→ **What to produce**: Rewrite every line from the one containing "Mark the region of each instance of the rough" to the one containing "[[119,2],[97,2],[93,198],[90,222],[101,233],[120,234],[116,195]]", both ends included. Keep the request lines unchanged, and add -20 to each x and y vertex coordinate in the answer polygons.

→ **Records**:

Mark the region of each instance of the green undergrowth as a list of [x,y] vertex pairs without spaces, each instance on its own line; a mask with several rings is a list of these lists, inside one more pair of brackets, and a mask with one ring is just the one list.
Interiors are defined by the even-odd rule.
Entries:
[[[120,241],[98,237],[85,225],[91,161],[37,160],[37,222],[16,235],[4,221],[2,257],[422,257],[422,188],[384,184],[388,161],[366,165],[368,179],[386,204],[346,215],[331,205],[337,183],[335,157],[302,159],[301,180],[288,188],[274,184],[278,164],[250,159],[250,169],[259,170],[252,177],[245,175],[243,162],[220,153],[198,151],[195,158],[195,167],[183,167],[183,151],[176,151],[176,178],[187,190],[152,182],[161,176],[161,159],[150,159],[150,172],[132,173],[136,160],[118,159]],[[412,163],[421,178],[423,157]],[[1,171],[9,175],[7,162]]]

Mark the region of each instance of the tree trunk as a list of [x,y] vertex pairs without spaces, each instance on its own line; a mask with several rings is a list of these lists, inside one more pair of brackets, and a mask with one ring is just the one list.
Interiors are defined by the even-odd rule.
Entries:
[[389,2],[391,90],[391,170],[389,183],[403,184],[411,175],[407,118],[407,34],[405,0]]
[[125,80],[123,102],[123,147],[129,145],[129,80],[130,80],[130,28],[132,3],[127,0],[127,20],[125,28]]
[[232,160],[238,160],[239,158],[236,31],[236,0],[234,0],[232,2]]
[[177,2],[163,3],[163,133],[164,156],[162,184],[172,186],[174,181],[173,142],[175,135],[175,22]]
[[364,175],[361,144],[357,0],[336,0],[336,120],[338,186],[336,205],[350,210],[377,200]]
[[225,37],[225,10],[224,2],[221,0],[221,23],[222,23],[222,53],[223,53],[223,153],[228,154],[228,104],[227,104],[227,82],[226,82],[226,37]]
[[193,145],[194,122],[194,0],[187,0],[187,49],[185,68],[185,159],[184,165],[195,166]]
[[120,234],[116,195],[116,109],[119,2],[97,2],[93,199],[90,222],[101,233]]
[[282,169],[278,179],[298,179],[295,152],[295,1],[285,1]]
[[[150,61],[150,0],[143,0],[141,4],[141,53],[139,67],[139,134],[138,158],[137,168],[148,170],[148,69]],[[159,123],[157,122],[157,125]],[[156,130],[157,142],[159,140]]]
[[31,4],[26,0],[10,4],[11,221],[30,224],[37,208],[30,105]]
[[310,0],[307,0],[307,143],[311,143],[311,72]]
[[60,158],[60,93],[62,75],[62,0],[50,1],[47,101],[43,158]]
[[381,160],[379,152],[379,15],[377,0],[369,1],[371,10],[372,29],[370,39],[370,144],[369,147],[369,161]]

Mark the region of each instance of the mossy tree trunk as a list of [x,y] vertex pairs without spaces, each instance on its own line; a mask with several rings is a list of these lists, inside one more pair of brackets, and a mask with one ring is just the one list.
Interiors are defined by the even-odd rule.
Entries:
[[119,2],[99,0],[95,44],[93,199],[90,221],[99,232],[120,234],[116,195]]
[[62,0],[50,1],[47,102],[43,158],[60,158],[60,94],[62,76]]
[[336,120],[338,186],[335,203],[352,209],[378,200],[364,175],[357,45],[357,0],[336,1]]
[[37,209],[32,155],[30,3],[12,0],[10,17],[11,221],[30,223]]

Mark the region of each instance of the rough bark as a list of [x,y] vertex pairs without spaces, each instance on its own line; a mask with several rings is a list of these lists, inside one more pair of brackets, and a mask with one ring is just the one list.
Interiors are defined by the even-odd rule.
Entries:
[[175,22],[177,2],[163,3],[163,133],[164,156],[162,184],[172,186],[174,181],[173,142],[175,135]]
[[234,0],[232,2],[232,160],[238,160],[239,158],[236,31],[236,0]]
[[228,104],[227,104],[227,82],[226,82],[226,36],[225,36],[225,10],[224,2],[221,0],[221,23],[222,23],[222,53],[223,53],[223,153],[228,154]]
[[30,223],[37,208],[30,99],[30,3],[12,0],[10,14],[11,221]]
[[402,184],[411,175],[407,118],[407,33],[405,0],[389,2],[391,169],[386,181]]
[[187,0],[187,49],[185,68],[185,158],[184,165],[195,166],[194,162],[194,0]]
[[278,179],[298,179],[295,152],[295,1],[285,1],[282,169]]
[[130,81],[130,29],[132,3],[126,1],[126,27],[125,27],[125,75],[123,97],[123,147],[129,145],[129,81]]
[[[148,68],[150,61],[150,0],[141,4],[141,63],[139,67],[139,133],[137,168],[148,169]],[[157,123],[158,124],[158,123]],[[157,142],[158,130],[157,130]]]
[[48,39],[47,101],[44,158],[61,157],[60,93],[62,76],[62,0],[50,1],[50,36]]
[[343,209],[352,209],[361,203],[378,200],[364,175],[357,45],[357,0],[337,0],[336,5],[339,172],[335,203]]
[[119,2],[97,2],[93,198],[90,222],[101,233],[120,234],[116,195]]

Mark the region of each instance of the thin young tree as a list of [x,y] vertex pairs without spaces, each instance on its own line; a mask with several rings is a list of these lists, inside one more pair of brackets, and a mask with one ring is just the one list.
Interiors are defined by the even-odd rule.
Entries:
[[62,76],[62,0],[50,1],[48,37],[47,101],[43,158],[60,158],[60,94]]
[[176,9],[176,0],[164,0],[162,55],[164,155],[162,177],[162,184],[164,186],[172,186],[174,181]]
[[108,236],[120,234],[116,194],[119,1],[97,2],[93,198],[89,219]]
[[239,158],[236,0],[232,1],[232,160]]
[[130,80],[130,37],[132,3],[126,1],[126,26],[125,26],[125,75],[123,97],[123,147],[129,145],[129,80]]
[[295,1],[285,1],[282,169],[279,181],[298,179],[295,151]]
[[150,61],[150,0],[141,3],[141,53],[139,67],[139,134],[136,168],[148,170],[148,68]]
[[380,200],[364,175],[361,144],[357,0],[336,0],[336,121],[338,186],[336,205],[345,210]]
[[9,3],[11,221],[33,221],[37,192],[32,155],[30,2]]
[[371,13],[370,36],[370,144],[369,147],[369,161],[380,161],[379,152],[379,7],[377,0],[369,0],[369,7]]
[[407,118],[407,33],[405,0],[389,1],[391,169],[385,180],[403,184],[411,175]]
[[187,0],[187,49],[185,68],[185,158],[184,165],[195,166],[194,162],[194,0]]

→ **Answer to this task**:
Mark the region of each instance of the rough bark as a list of [x,y] vertex pairs without spaces, each instance on its own line; a mask with several rings is a list of these lists, inside one more pair of brackets, and a mask with one ring is just the one list.
Interiors are defined by the even-odd rule.
Entries:
[[155,2],[157,-18],[143,-17],[143,113],[144,136],[142,164],[152,166],[154,161],[153,122],[155,115]]
[[214,-20],[212,-18],[212,140],[218,140],[219,138],[216,11],[216,-20]]
[[208,84],[207,84],[207,62],[206,62],[206,16],[205,16],[205,-10],[204,-18],[201,-20],[201,3],[202,3],[202,33],[203,33],[203,133],[208,134]]
[[10,203],[17,188],[10,79],[10,-17],[-8,-20],[-10,-6],[-9,201]]
[[382,164],[391,155],[387,98],[387,13],[385,-20],[369,-18],[371,149],[366,161]]
[[167,-20],[167,29],[165,48],[165,138],[164,145],[175,146],[174,142],[174,-20]]
[[258,159],[278,159],[275,132],[275,-19],[265,-19],[262,149]]
[[110,61],[110,9],[112,-17],[106,-19],[106,7],[105,7],[105,55],[103,77],[103,127],[109,125],[109,61]]
[[[128,48],[130,41],[130,-20],[121,-16],[121,43],[119,47],[119,113],[117,148],[128,149]],[[137,103],[138,104],[138,103]],[[137,122],[138,110],[137,110]]]
[[28,19],[27,81],[24,138],[41,137],[40,73],[42,56],[42,-20],[30,-19],[30,16]]
[[323,189],[332,189],[341,183],[358,180],[344,155],[337,25],[337,-20],[317,-20],[316,-15],[319,152],[315,183]]
[[99,-18],[77,-18],[73,178],[70,202],[81,213],[100,214],[96,175]]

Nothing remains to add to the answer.